Data section
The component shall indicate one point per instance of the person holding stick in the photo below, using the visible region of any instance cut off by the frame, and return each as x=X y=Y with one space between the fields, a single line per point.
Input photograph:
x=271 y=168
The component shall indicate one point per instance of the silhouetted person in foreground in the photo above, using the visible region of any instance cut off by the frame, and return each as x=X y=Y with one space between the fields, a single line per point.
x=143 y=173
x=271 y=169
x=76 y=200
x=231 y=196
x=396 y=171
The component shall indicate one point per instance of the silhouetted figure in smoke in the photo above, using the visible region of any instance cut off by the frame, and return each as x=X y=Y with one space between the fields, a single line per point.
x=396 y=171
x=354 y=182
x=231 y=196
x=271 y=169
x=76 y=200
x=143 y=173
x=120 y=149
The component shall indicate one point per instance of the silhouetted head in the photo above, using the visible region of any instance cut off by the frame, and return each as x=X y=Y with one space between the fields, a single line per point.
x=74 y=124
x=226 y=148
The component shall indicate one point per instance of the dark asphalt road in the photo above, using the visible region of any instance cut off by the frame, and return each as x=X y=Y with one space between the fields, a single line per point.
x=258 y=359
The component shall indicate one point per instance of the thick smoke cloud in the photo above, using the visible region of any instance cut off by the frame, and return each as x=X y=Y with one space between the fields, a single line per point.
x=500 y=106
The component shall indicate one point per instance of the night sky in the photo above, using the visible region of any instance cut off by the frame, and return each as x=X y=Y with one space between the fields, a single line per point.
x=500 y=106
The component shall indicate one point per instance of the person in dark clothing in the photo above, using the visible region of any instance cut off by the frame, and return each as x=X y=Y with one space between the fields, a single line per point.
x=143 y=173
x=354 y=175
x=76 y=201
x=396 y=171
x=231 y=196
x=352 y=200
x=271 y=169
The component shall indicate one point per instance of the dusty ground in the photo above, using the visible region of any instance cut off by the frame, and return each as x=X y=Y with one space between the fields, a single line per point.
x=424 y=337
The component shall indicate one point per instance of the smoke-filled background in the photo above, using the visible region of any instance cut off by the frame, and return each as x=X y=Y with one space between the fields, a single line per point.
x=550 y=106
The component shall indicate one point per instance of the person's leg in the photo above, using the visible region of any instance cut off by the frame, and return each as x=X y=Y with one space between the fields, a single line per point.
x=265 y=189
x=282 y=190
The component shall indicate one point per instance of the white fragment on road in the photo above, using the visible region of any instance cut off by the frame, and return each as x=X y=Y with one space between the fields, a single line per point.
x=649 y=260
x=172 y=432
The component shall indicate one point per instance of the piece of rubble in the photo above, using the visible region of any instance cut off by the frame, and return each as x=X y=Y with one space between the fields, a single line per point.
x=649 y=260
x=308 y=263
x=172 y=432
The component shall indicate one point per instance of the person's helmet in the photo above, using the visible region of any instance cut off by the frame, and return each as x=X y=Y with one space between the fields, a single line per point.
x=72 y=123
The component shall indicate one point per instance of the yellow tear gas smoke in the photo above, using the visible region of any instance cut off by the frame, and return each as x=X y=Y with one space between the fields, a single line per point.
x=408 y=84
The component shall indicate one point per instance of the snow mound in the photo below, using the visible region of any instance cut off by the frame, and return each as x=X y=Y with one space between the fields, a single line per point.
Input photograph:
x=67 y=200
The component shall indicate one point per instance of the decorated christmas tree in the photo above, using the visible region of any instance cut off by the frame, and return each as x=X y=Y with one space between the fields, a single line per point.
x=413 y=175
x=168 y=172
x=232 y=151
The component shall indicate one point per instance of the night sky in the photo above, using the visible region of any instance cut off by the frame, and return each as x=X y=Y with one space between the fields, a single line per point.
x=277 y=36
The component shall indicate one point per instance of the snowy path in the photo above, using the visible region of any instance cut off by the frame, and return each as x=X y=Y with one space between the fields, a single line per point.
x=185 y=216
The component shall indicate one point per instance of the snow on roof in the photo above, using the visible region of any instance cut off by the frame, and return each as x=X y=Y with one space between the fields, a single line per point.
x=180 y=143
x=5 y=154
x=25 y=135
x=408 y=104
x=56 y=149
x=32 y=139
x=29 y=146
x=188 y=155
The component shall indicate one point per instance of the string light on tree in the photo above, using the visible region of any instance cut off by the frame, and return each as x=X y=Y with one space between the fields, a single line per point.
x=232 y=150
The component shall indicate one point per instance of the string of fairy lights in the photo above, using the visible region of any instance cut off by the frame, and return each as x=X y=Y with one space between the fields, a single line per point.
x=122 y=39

Problem requirements
The expected answer is every line above in which the word "below" appears.

Exercise response
The component shall indicate one point per instance of the person holding stick in the photo below, using the visible region of any instance cut off by the frame, and return each as x=X y=Y with one space between the fields, a single line per point.
The component shall indicate one point per instance of the snow mound in the photo below, using the visible region of any instance cut off by the frame, and return each as x=X y=Y with one space between the fields, a single line per point.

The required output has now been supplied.